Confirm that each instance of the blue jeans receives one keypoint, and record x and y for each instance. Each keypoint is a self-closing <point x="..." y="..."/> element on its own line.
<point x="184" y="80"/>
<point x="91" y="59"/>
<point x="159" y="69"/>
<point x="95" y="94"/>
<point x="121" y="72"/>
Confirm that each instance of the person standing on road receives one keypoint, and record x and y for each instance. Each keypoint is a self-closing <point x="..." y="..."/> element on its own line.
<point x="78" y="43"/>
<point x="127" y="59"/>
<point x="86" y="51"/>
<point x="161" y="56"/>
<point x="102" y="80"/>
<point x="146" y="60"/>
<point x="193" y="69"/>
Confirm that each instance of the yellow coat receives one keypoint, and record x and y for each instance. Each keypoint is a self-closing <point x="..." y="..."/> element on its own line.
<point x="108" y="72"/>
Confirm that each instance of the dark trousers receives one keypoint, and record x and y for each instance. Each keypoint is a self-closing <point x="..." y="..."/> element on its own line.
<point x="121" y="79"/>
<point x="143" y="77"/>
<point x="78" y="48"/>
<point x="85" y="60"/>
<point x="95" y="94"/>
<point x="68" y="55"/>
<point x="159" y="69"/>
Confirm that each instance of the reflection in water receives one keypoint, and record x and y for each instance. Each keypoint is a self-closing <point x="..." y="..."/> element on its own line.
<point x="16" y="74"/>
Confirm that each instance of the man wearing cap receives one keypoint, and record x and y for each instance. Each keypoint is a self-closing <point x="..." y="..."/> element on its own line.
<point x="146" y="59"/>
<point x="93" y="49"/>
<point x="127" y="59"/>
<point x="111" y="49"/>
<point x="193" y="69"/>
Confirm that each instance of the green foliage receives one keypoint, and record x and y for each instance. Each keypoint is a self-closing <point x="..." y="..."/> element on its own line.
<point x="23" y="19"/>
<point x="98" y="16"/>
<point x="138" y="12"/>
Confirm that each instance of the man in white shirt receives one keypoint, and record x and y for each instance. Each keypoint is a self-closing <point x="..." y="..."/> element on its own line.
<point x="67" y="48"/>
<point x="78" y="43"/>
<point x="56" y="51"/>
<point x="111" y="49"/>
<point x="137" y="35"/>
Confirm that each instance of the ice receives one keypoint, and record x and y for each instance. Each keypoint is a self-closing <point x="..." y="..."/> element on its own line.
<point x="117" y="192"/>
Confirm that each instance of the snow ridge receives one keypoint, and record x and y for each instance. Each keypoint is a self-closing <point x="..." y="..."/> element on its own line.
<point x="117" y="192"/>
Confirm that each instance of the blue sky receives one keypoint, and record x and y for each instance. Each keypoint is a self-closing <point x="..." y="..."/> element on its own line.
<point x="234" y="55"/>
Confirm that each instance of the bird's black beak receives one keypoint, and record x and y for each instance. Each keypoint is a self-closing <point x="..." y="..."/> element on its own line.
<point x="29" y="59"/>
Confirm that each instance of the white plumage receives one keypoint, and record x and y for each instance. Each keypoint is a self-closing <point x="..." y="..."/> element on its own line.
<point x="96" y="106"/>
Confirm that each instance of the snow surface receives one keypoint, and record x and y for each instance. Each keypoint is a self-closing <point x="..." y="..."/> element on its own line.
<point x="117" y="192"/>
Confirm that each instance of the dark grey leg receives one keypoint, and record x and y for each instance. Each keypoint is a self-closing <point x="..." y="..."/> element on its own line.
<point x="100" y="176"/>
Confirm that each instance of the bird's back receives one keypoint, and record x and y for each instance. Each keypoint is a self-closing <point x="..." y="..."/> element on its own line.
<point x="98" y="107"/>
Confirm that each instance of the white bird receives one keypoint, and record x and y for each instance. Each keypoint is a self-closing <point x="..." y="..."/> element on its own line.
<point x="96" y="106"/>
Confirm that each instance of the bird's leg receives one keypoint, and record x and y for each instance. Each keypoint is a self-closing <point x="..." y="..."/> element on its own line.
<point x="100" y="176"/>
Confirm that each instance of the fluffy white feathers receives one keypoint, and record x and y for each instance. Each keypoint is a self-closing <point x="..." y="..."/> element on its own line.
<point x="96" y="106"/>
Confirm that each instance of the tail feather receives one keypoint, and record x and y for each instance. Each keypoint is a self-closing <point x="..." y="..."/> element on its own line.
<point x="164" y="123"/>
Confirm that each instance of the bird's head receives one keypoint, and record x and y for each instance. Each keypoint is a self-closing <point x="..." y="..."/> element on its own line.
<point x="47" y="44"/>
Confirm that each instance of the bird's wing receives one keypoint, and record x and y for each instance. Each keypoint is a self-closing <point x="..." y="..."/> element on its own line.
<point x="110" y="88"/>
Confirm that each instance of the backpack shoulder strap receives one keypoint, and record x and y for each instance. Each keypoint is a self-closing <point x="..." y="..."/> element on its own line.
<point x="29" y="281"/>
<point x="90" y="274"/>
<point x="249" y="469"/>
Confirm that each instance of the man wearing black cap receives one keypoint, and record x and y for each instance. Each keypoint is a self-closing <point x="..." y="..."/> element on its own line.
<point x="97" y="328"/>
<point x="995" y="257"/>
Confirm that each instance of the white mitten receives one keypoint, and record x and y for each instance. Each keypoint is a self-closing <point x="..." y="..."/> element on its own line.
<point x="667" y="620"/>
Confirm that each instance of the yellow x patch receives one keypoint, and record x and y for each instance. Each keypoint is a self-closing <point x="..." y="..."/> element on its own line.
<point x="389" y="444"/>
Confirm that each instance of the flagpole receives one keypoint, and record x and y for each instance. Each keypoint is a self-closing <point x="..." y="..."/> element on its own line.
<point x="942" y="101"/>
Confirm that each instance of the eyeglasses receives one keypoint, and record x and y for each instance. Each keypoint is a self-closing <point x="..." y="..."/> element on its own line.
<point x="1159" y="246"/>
::::::
» **WHAT YOU SHOULD DO**
Reproduce the records from the line that contains "Confirm that each instance of the yellow x" through the end of the records, inclusive, keeping every request and adding 18 to each x and y coordinate in the points.

» **REPLY TO THE TASK**
Confirm that each instance of the yellow x patch receives one keypoint, and record x and y for each instance. Each keypoint is a self-closing <point x="..." y="..."/> element on its own line.
<point x="407" y="462"/>
Confirm that each instance of the flagpole receives one keypoint, and record x and y for each instance. Each keypoint is a self-closing <point x="..." y="..."/> element on its own line.
<point x="960" y="119"/>
Confirm that each instance of the eyeglasses receives one keypoint, and record x and y for each instance. Each keypoint is a self-closing <point x="..." y="..."/> element on its own line.
<point x="1177" y="264"/>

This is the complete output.